**課題:** 池田高校吹奏楽部の定期演奏会についての文章によると、演奏会の最後の曲のあとにアンコールは何曲続いたか。

**出典:**

---

大阪府立高校の吹奏楽部の演奏会がこんなに変わった?それとも変わってない?〜大阪府立池田高校吹奏楽部定期演奏会

 

 

1980年代に、大阪府立の高校の吹奏楽部で活動した経験と、その後、1990年代に同じく府立高校の吹奏楽部を教員の立場で指導した経験をベースに、久しぶりに聴いた府立高校吹部(という言い方は昔はなかったが)の定演の変わりっぷりに驚いた。

ところが、演奏会の中で挨拶したその吹部の顧問の先生は、「大阪の吹奏楽部定演のよくあるパターン」というのだ。つまり、全体が3部構成で、最初は真面目な古典的な楽曲、真ん中はお遊びありのエンタメステージ、で最後はポップス中心。こういうのが大阪の吹奏楽部のよくやる演奏会構成だという。

だが、一昔前は、違った。3部構成なのは同じだが、最初に吹奏楽オリジナル曲、真ん中にポップス曲、最後にクラシック有名曲のアレンジものなど重厚な長めの曲、という構成が普通だった。

いつ頃から、高校吹奏楽部の演奏会の構成が、ポップスで締めるようになったのだろう。

しかも、これは池田高校独特のやり方なのかもしれないが、演奏会最後の曲で、3年生のメンバーにそれぞれソロをとらせて、卒業演奏みたいな演出をしていた。

これは、とてもセンチメンタルなコンセプトで、まるで卒業ステージ、のような考え方だ。

その最後の曲のあと、お約束のようなアンコールが3曲続いた。客席の半数以上が同校の関係者や、生徒の出身中学の生徒たちだから、毎年このパターンで伝統的なステージを作ってきたのだろう。

この高校のような、歴史の長い伝統校の場合、多かれ少なかれ、こういうセンチメンタルな構成をして演奏会を作ってきたのかもしれない。

 

(豊中市立文化芸術センターが、この日の演奏会は満席となった)

 

 

 

そこで、一昔前を振り返ってみたい。

1980年代の、私たちが経験した吹奏楽部の演奏会では、先に述べたように、3部構成でジャンル別に分け、最後は重厚な有名楽曲で締めくくる、というパターンが多かった。この構成は、実のところ、多くのクラシック・オーケストラの演奏会で踏襲されている構成の変形バージョンだ。たいていのオーケストラ演奏会は、メイン曲というべき大きな楽曲を中心に、前半を協奏曲などで占める。今でもこの構成は大して変わっていない。だから、80年代の私たちの高校吹奏楽部の演奏会は、クラシックの演奏会構成を真似して作ったのだ。

その後、90年代を通じて、クラシック演奏会の方はあまり変わったとはいえないが、高校吹奏楽部の方は、おそらく変化してきたのだろう。

それにしても、今回聴いた池田高校の演奏会では、構成もさることながら、顧問の教師や外部指導者の先生が、生徒たちと非常に和気藹々とステージに参加していた。これは、一昔前にはなかった特徴だ。80年代の教員は、部活の生徒とあんなにはしゃいでみせたりしなかったように思う。

教師と生徒は一線を画していて、部活の演奏会でも、生徒は自主的に活動しているという体裁を強調していたように記憶している。

---

**点の配置の記録:**
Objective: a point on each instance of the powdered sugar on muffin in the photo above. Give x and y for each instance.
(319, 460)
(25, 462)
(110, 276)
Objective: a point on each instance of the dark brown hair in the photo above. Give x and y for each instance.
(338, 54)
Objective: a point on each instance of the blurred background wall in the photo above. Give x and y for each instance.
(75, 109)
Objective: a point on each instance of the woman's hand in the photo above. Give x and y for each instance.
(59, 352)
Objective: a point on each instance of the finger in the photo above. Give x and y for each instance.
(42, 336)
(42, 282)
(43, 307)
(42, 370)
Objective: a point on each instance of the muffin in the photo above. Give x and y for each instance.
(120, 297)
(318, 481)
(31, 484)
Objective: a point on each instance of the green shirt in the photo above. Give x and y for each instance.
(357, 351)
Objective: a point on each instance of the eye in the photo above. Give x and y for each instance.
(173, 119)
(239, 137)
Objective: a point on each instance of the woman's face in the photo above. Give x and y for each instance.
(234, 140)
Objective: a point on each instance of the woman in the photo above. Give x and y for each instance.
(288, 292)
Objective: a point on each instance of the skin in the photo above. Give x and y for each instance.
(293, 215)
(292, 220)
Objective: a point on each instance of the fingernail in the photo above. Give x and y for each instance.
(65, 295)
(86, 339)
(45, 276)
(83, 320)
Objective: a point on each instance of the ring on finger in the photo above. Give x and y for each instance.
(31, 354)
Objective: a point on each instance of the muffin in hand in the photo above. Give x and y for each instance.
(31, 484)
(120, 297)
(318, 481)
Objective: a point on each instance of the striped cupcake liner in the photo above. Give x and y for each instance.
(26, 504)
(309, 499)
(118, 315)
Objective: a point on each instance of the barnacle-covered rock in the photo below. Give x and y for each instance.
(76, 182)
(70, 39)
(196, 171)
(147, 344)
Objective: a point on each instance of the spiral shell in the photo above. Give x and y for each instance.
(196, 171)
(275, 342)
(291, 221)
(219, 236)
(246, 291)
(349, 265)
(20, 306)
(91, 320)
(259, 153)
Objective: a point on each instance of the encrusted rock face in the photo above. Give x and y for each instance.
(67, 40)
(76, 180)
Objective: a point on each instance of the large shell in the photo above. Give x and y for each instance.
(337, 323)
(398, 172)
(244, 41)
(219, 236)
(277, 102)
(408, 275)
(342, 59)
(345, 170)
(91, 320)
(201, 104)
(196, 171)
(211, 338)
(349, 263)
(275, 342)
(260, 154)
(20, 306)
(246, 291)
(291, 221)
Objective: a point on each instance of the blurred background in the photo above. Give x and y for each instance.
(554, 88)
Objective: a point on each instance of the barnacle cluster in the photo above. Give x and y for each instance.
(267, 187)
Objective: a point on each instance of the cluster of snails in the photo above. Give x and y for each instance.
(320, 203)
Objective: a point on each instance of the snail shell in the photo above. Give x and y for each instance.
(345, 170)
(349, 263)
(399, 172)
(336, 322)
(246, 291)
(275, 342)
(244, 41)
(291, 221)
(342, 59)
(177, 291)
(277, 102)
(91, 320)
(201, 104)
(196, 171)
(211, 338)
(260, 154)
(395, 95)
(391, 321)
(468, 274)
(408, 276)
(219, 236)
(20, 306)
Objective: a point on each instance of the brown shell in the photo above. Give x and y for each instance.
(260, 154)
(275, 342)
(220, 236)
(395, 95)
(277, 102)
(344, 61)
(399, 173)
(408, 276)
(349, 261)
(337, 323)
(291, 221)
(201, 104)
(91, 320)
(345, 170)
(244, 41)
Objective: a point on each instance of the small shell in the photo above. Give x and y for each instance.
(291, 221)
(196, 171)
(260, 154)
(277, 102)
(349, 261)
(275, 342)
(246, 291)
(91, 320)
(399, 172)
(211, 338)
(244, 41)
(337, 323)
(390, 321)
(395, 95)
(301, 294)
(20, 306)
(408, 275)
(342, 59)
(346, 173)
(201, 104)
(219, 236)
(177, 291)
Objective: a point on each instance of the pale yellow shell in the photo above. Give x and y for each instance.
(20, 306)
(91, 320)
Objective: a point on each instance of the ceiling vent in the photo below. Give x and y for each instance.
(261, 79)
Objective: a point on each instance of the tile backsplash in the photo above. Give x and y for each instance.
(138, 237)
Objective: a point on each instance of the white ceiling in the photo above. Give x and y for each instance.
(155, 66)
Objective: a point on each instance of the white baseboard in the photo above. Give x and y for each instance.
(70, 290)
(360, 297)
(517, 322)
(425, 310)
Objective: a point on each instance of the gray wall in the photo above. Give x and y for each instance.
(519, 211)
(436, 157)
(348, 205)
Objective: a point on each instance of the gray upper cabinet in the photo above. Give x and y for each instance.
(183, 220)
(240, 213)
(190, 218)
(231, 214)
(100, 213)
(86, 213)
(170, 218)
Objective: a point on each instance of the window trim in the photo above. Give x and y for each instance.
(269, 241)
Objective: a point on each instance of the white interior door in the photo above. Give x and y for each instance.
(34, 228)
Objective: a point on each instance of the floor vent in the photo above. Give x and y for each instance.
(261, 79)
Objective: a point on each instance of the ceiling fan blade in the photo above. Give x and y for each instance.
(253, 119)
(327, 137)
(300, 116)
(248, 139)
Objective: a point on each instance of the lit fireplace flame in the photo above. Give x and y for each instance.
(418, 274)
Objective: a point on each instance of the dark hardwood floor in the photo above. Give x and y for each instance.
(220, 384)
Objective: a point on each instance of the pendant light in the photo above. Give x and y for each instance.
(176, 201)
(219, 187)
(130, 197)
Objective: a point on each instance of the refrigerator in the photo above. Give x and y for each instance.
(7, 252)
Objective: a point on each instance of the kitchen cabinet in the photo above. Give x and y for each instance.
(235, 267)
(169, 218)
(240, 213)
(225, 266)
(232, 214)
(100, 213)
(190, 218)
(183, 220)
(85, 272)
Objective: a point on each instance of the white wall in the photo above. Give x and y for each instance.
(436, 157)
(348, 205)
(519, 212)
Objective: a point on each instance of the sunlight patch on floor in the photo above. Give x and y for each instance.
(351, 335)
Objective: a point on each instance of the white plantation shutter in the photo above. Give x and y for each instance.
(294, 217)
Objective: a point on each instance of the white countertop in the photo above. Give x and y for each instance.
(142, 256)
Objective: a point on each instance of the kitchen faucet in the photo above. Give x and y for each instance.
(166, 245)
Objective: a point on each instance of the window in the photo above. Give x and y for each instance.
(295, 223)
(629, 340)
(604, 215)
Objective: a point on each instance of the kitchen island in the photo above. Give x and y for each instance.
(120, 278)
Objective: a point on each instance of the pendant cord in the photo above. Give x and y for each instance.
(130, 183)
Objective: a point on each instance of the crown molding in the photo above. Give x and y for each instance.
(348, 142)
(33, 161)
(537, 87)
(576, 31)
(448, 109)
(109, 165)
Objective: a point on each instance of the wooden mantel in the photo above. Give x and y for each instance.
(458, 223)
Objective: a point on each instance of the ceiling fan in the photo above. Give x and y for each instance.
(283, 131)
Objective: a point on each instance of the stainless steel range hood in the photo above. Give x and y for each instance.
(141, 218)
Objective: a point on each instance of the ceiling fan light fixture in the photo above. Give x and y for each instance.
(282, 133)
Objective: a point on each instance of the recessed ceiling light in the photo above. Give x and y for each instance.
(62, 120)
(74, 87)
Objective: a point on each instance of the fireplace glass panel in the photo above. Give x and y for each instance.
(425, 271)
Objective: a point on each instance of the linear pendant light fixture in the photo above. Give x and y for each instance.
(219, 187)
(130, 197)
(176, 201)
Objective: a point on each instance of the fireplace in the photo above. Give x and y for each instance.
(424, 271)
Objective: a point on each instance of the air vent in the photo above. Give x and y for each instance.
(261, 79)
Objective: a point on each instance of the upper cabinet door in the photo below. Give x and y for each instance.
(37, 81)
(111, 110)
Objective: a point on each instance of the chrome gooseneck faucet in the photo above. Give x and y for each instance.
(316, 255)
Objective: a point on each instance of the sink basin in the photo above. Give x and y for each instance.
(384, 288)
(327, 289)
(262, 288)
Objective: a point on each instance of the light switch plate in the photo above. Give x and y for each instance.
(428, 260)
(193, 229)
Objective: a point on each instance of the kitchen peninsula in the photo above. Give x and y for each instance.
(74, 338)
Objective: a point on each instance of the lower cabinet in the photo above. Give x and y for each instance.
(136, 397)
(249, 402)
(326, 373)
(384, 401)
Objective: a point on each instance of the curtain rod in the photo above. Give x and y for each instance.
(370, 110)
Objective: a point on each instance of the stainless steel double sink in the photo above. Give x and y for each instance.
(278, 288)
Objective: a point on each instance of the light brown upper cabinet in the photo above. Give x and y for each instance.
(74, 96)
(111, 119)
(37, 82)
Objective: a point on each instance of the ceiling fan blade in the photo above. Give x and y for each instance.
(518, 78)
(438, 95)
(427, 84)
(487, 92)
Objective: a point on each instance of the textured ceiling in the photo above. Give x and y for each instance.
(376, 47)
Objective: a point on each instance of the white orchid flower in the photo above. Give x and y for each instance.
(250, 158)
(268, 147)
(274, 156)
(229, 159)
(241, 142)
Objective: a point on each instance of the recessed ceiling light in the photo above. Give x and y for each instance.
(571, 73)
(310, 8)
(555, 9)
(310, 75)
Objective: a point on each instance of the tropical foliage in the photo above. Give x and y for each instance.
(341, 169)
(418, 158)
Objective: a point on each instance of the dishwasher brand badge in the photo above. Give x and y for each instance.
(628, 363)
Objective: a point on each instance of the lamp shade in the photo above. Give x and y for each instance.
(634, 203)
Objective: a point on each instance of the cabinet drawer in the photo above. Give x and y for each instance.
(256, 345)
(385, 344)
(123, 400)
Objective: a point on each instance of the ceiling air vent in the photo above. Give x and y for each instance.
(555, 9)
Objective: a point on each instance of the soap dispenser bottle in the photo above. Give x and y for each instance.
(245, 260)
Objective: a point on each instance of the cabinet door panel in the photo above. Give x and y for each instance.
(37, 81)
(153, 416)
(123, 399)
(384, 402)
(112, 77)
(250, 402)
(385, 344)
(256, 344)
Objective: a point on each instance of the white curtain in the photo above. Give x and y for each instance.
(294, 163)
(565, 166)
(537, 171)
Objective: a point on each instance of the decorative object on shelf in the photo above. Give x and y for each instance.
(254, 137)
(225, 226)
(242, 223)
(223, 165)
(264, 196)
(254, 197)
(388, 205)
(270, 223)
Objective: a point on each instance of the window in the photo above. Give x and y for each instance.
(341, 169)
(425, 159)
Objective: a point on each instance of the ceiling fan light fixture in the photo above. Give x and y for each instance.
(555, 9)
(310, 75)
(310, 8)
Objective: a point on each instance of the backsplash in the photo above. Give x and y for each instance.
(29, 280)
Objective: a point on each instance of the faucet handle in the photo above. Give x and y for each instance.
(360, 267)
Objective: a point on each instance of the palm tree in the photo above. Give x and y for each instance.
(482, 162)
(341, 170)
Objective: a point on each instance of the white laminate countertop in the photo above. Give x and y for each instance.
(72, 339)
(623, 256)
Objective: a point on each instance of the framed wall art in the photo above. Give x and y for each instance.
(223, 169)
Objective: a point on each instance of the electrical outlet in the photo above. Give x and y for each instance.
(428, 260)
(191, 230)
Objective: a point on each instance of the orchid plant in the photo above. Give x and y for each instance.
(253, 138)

---

**回答:** アンコールは3曲続いた。